### Work to do:
State how many lines in the entries below contain the word "each". Give the number alone.

+ + + +

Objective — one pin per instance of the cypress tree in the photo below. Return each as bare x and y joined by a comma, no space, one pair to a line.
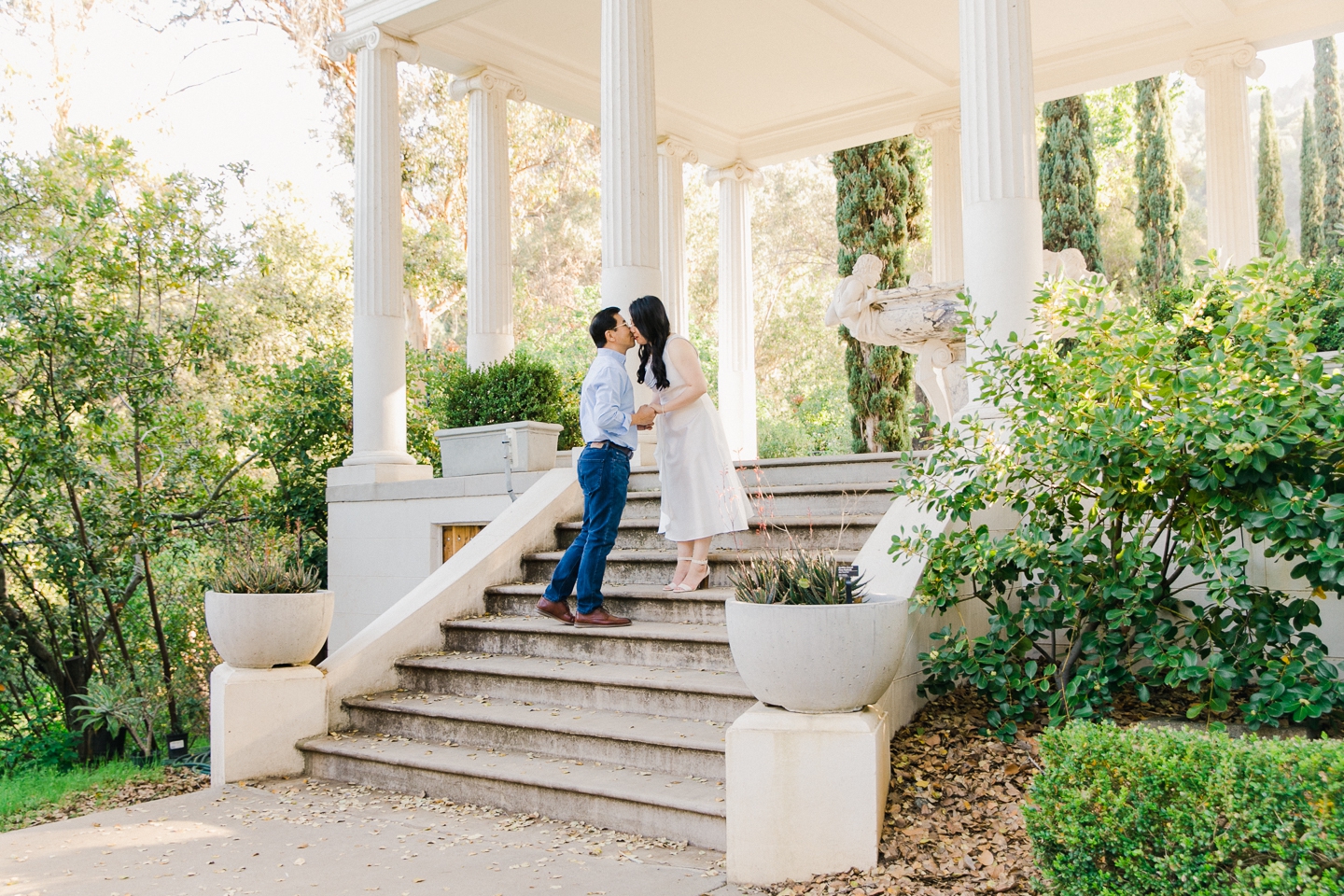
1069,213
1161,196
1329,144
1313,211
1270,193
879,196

+ + + +

### Worked solution:
1